[DIRECTIONS]
A word-for-word repeat of the records below is what this calls for.

[GIVEN DATA]
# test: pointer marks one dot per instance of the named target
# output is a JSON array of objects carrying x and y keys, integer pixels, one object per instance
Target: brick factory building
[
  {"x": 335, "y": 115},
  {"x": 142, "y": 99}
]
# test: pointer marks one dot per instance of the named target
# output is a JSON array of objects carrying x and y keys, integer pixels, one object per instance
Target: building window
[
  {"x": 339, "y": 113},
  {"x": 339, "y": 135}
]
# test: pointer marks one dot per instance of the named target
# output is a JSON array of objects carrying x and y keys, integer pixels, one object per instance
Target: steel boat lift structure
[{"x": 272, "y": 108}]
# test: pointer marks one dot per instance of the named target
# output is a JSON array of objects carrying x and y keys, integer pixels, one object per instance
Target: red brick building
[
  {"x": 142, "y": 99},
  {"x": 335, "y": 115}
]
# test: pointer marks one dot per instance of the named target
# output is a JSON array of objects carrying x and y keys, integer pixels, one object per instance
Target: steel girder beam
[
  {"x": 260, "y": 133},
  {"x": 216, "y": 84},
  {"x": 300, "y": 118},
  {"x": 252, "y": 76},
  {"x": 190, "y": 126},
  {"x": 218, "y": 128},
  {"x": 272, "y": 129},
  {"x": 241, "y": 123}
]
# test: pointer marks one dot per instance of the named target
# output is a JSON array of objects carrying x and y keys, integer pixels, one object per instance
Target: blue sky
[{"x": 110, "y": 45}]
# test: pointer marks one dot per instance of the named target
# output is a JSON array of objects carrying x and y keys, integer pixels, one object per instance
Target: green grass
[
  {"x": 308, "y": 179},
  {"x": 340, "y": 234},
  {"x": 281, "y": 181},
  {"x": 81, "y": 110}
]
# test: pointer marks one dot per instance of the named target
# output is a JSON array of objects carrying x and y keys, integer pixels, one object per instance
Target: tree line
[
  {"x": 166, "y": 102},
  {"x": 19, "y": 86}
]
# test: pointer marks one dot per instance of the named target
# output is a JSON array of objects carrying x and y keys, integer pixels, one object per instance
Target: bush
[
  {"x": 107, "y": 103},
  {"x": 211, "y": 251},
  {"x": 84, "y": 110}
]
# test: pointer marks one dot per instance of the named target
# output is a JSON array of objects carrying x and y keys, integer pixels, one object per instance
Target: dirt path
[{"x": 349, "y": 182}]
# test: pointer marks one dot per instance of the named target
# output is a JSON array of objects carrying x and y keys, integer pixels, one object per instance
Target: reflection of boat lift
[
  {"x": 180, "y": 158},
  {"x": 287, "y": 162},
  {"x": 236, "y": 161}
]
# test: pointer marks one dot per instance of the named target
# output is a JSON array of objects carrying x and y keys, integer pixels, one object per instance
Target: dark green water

[RESULT]
# test: pointer marks one dot per instance of the named target
# output is a JSON array of objects carrying x and y keys, integer pixels, one object per instance
Target: brick factory building
[
  {"x": 335, "y": 115},
  {"x": 142, "y": 99}
]
# test: pointer marks one dot per instance of the named target
# output is a JSON array of objects carrying x and y keys, integer pixels, one object per instance
Target: building window
[
  {"x": 339, "y": 113},
  {"x": 339, "y": 135}
]
# test: pointer marks one dot per instance of the named target
# output is a JSON array of objects carrying x and y keys, integer pixels, one object per instance
Target: steel boat lift structure
[{"x": 272, "y": 108}]
# test: pointer marks one dot per instance of the named target
# output is a JSON array of objects carrying x and y keys, integer pixels, one object per instance
Target: red brick building
[
  {"x": 142, "y": 99},
  {"x": 335, "y": 115}
]
# test: pointer marks one dot per instance of the named target
# output is a JSON array of objects carrying x and y keys, integer pixels, one object per instance
Target: steel girder beam
[
  {"x": 260, "y": 133},
  {"x": 216, "y": 84},
  {"x": 300, "y": 118},
  {"x": 252, "y": 76},
  {"x": 190, "y": 126},
  {"x": 218, "y": 128},
  {"x": 272, "y": 129},
  {"x": 241, "y": 123}
]
# test: pointer marks one dot per instance of the named target
# output is a JSON array of objects carrying x and y keys, integer pixels, one object per instance
Target: blue sky
[{"x": 110, "y": 45}]
# test: pointer marks one dot per instance of the named target
# output is a JSON array of objects carrying x and y keys, integer pixels, one object per instance
Target: green grass
[
  {"x": 308, "y": 179},
  {"x": 340, "y": 234},
  {"x": 281, "y": 181},
  {"x": 81, "y": 110}
]
# test: pointer marks one dot per instance of the named target
# output is a JSON array of objects carrying x and y keys, integer pixels, one object per instance
Target: tree line
[
  {"x": 166, "y": 102},
  {"x": 19, "y": 86}
]
# test: pointer marks one dot per instance of the named target
# output is a JSON array of objects carrying x and y keys, integer pixels, one object per instance
Target: bush
[
  {"x": 107, "y": 103},
  {"x": 211, "y": 251},
  {"x": 84, "y": 110}
]
# test: pointer marks one dot per instance of the named target
# output is a JSON array of objects carrying x and y keys, integer pixels, one object per instance
Target: dirt path
[{"x": 349, "y": 182}]
# test: pointer marks one dot per instance of the named target
# output is a JSON array of objects carrying x and y keys, integer pixels, one object per instance
Target: reflection of boat lift
[
  {"x": 180, "y": 158},
  {"x": 287, "y": 162},
  {"x": 236, "y": 161}
]
# test: pointer marks one dot per instance of the named target
# output is a JSON array of objects carrying x and y keys, integer pixels, one object per instance
Target: dark green water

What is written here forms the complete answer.